BEGIN TEXT UNDER STUDY

Another 1.3 Million Unemployed
The pandemic hit countries around the world hard. Businesses and individuals faced a sudden loss of income for weeks or even months as governments around the world introduced lockdowns to try to slow the spread of the Covid-19 virus and spread out desperate patients rushing to medical care facilities to get help. The economic fallout was predictably bad.
Debtors, who were already not great at repaying debts, became even worse since they had massively reduced income or had lost their income. This lead to a knock on where businesses could not pay staff and suppliers who then in turn could not pay the people they owed funds to. Landlords found tenants were unable to pay full rentals and the banks had to offer millions of people different deals to help them retain their properties.
In South Africa, as the lockdown began (between April and June – the initial Lockdown Period) 2.2 million people lost their jobs. Over time, as lockdown restrictions eased, +- 900 000 unemployed people were slowly able to get old jobs back or find new jobs.
By the end of the year, 1.3 million people, out of those roughly 2.2 million, had remained unemployed. They joined the 16.6 million other already unemployed people in SA.
By the end of the year, 1.3 million people… had remained unemployed’
SA now has it’s highest unemployment rate, sitting at 32.5%. This puts SA’s unemployment rate in the Top 3 of countries around the world*, and possibly in the Top 2.
Although different countries report in different ways and figures vary over time the reality does not change that SA is one of the most unemployed places in the world.
Challenges for Social Services & Credit Providers
Social services, such as pension funds operate similar to pyramid schemes in that they need new taxpayers to enter the market to start to pay funds into the pot for those who have been paying for years and now start claiming to claim. When unemployment is high this presents challenges, particularly if new, younger people are not getting employed when they leave school.
Young people leaving school currently really struggle to find employment. Those who study further statistically struggle for even longer to enter the job market, with many people leaving schooling taking up to 5 years to become employed. Those who do study further are then financially crippled for years, possibly decades as they try to repay student loans.
‘we should expect the challenge with unemployment to continue to deteriorate’
In the midst of the Pandemic, we should expect the challenge with unemployment to continue to deteriorate and added pressure to mount on the economy. Historically, periods of time such as this, in the past (like the build-up to World War Two) have given rise to extreme political and social change. A prime example can be found a little further North in Zimbabwe were big plans for land restitution went awry and caused severe economic fallout due to poor execution and follow through.
Credit providers too rely on new clients to give money too to help them keep profitable. When young people can’t find work these credit providers can’t keep feeding new credit into the market and onto their books. This places a lot of pressure on them and they are forced to try and compete with fellow credit providers for market share among a shrinking market. When combined with tighter government regulation about who they can loan to and how much this makes things even more complex. Since credit use drives many economies this can be a scary thing with hard to predict outcomes.
If you are one of those who lost employment or are feeling the pinch of the global recession and pandemic then consider talking to a professional Debt Counsellor about ways to drastically cut spending and how you might be able to restructure your debt repayments each month to better deal with your changed circumstances.
* Out of those countries who bother to or have the means to report such figures. For example, Zimbabwe is estimated to have 80% unemployment but official figures are not reported.

END TEXT UNDER STUDY
BEGIN EXTRACTED RECORDS

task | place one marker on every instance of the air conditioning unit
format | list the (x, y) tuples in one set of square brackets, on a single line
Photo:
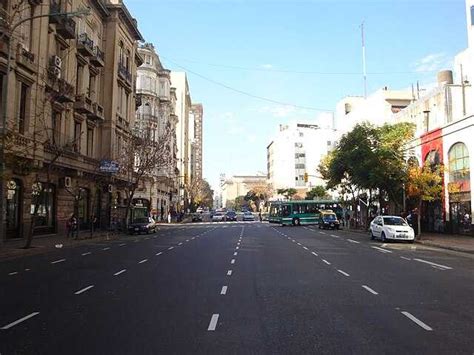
[(67, 181), (56, 72), (56, 61)]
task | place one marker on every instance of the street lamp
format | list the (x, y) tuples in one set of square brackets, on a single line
[(79, 13)]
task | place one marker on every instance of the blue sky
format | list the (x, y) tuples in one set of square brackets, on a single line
[(301, 52)]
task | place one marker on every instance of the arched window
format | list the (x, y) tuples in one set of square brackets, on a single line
[(458, 157)]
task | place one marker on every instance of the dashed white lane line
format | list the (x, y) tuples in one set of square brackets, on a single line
[(417, 321), (83, 290), (382, 250), (370, 290), (58, 261), (343, 272), (8, 326), (213, 322), (444, 267)]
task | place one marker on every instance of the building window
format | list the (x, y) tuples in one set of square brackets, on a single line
[(458, 157), (90, 142), (23, 102)]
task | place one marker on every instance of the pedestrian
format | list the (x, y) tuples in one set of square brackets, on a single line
[(71, 225)]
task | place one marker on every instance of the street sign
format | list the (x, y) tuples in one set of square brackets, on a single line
[(109, 166)]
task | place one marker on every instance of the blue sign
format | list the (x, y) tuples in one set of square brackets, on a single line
[(109, 166)]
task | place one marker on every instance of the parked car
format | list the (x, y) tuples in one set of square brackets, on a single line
[(231, 216), (328, 220), (391, 228), (218, 217), (248, 216), (142, 225)]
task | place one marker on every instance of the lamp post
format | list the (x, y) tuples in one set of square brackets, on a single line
[(11, 30)]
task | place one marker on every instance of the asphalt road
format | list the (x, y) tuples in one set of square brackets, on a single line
[(239, 288)]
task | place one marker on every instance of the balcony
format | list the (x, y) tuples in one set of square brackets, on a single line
[(97, 112), (124, 74), (85, 45), (83, 105), (61, 90), (98, 58)]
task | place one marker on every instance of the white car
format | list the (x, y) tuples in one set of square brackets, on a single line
[(218, 217), (391, 228)]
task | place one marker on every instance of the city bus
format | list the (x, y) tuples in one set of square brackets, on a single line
[(301, 211)]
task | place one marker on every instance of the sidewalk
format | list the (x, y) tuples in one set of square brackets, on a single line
[(42, 244)]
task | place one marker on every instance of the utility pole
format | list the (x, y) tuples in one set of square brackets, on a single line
[(364, 68)]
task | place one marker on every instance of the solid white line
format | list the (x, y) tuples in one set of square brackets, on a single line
[(83, 290), (433, 264), (8, 326), (382, 250), (58, 261), (417, 321), (213, 323), (353, 241), (370, 290), (343, 272)]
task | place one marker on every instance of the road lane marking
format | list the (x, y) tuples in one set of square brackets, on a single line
[(343, 272), (31, 315), (213, 322), (58, 261), (417, 321), (382, 250), (370, 290), (434, 264), (83, 290)]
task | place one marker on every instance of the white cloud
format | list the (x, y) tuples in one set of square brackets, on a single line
[(433, 62)]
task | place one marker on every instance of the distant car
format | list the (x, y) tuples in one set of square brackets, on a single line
[(328, 220), (248, 216), (391, 228), (218, 217), (142, 225), (231, 216)]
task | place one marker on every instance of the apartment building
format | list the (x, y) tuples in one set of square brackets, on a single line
[(71, 107)]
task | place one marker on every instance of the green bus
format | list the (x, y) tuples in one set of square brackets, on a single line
[(301, 211)]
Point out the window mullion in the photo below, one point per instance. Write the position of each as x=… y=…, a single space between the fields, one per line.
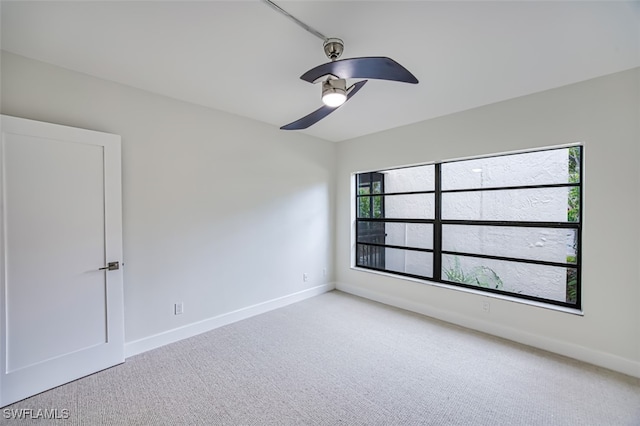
x=437 y=225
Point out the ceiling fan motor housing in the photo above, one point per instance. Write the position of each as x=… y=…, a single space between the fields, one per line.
x=333 y=48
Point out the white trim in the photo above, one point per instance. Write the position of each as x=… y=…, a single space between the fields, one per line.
x=591 y=356
x=152 y=342
x=506 y=297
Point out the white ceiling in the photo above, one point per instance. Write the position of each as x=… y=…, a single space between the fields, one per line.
x=244 y=58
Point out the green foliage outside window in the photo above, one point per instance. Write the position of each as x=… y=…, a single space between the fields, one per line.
x=481 y=276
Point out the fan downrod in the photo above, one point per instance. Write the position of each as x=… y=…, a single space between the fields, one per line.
x=333 y=48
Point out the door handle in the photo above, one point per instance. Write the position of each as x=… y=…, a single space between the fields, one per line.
x=111 y=266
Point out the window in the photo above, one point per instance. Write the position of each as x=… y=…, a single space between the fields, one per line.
x=506 y=224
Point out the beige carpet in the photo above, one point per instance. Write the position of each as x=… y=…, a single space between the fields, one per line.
x=340 y=360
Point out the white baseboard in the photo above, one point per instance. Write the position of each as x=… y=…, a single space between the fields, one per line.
x=148 y=343
x=591 y=356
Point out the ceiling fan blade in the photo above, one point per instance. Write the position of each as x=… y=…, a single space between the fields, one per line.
x=378 y=67
x=322 y=112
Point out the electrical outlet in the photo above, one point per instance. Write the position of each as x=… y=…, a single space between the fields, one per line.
x=178 y=308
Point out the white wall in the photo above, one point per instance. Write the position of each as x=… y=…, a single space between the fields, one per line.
x=220 y=212
x=603 y=113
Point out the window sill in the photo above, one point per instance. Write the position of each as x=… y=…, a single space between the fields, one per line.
x=534 y=303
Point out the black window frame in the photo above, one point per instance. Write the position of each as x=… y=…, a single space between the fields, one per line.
x=437 y=223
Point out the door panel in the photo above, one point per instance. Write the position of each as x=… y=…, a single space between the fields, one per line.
x=61 y=210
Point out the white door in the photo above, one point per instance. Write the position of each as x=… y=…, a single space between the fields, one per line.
x=61 y=312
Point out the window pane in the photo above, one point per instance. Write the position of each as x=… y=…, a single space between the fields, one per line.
x=411 y=206
x=409 y=261
x=547 y=244
x=546 y=282
x=371 y=232
x=554 y=166
x=371 y=256
x=417 y=235
x=371 y=207
x=410 y=179
x=535 y=204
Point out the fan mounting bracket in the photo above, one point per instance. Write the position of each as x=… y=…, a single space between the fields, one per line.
x=333 y=48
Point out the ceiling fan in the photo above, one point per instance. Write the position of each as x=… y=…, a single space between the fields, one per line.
x=333 y=75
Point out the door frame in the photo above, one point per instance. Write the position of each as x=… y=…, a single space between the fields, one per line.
x=63 y=369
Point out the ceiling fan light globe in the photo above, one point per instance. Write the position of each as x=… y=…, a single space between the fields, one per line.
x=334 y=92
x=334 y=99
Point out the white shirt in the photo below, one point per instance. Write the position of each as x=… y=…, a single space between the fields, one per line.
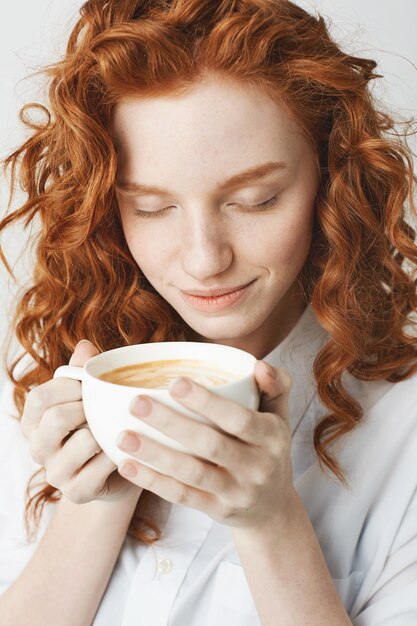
x=193 y=576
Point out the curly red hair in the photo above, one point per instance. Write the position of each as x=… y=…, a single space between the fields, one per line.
x=360 y=273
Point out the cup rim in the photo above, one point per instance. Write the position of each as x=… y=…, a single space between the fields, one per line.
x=249 y=358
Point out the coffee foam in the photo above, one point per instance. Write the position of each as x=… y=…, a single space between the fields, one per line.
x=159 y=374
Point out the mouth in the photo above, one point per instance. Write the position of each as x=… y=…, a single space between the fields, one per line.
x=213 y=293
x=219 y=301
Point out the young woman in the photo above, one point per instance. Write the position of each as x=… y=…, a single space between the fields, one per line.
x=215 y=172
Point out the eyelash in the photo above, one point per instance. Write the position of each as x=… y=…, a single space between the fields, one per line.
x=249 y=208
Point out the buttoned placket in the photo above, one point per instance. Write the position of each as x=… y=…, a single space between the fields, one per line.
x=163 y=567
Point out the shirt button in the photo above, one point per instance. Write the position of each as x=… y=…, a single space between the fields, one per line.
x=164 y=566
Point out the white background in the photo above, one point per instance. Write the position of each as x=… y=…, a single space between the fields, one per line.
x=34 y=33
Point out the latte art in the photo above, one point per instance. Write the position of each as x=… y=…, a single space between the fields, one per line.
x=159 y=374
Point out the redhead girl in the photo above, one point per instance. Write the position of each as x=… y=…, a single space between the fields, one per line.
x=191 y=149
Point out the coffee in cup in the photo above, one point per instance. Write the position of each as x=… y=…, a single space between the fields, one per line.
x=160 y=374
x=107 y=401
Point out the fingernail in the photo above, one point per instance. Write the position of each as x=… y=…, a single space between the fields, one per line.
x=128 y=469
x=141 y=407
x=271 y=370
x=82 y=341
x=128 y=442
x=181 y=387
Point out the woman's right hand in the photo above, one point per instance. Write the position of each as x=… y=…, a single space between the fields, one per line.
x=54 y=422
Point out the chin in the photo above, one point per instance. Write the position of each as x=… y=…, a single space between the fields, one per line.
x=217 y=329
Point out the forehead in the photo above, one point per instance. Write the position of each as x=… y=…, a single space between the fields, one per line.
x=217 y=124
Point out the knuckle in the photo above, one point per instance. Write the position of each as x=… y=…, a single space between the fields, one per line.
x=181 y=494
x=76 y=493
x=36 y=399
x=35 y=449
x=196 y=473
x=228 y=511
x=245 y=423
x=89 y=444
x=213 y=444
x=53 y=476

END EXTRACTED RECORDS

## INSTRUCTIONS FOR THE TASK
Reproduce the passage of the unemployment article above, starting at "Debtors, who were" and ending at "retain their properties.".

## TASK RESULT
Debtors, who were already not great at repaying debts, became even worse since they had massively reduced income or had lost their income. This lead to a knock on where businesses could not pay staff and suppliers who then in turn could not pay the people they owed funds to. Landlords found tenants were unable to pay full rentals and the banks had to offer millions of people different deals to help them retain their properties.